En date du 17 janvier 2003, le ministre de la Justice accorda une autorisation de séjour jusqu’au 25 novembre 2003 au fils de Madame …, Monsieur ……, né le 29 novembre 2002 à Luxembourg.

Suite à la demande soumise le 4 juin 2003 par Madame … en vue d’une autorisation de séjour provisoire en faveur de son époux, Monsieur …, le ministre de la Justice y prit position par courrier du 11 juillet 2003 libellé comme suit :

« Comme suite à votre demande, par laquelle vous sollicitez une autorisation de séjour provisoire en faveur de votre époux, je regrette de devoir vous informer que je ne suis pas en mesure de faire droit à votre requête.

Votre demande pourra être reconsidérée du moment où vous serez en possession d’un permis de travail B, délivré en votre nom par le ministère du Travail.

Je tiens dès à présent à vous informer que la demande est à déposer soit dans le pays d’origine de l’intéressé, soit dans le pays où il est autorisé à résider, auprès d’une représentation diplomatique ou consulaire du Luxembourg ».

En date du 18 novembre 2003, le ministre du Travail et de l’Emploi accorda à Madame … un permis de travail B valable jusqu’au 17 novembre 2007 pour un poste de plongeuse auprès de l’employeur Palais d’Asie SA.

----

CONSIGNES:
(A) D'après le texte fourni, jusqu'à quelle date le permis de travail B délivré le 18 novembre 2003 était-il valable ?
(B) Traduisez en anglais la phrase suivante du texte fourni : « Votre demande pourra être reconsidérée du moment où vous serez en possession d’un permis de travail B, délivré en votre nom par le ministère du Travail. »
(C) Poursuivez le texte sur les autorisations de séjour et de travail accordées au Luxembourg après sa dernière phrase.
Les données qui suivent ne sont pas requises.

EXTRAIT DE DONNÉES:
----

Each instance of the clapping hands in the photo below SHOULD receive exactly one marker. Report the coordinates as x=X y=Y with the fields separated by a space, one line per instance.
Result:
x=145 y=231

----

RÉPONSES RÉDIGÉES:
(A) Jusqu'au 17 novembre 2007.

(B) Your application may be reconsidered once you are in possession of a type B work permit issued in your name by the Ministry of Labor.

(C)
Par deux décisions du 19 novembre 2003, le ministre de la Justice accorda à Madame … et à son fils la prolongation de leur autorisation de séjour jusqu’au 17 novembre 2004.

Par courrier du 24 novembre 2003, le ministre de la Justice attira l’attention de Madame … sur le point suivant :

« Comme suite à votre demande, par laquelle vous sollicitez une autorisation de séjour en faveur de votre époux, j’ai l’honneur de vous informer que la demande est à déposer soit dans le pays d’origine de l’intéressé, soit dans le pays où il est autorisé à résider, auprès d’une représentation diplomatique ou consulaire du Luxembourg.

Je tiens à vous informer que la demande est à compléter avec les pièces reprises sur le formulaire en annexe ».

Par formulaire déposé le 8 décembre 2003, Madame … sollicita l’obtention d’une carte de séjour en sa faveur.

En dates des 23 et 30 mars 2004, Madame … déposa au ministère de la Justice un dossier de pièces concernant sa demande en obtention d’une autorisation de séjour en faveur de son époux ….

Par courrier du 25 avril 2004, le ministre de la Justice prit position face à cette dernière demande dans les termes suivants :

« J’ai l’honneur d’accuser réception des documents concernant l’objet sous rubrique.

Toutefois, j’ai le regret de vous informer que je ne suis pas en mesure de faire droit à votre requête, alors qu’il ressort de votre contrat de bail que le logement, dont vous et votre fille disposez, n’est pas assez spacieux pour héberger une personne supplémentaire, étant donné qu’il ressort de votre contrat de bail, qu’il ne pourra être occupé qu’au maximum par deux personnes.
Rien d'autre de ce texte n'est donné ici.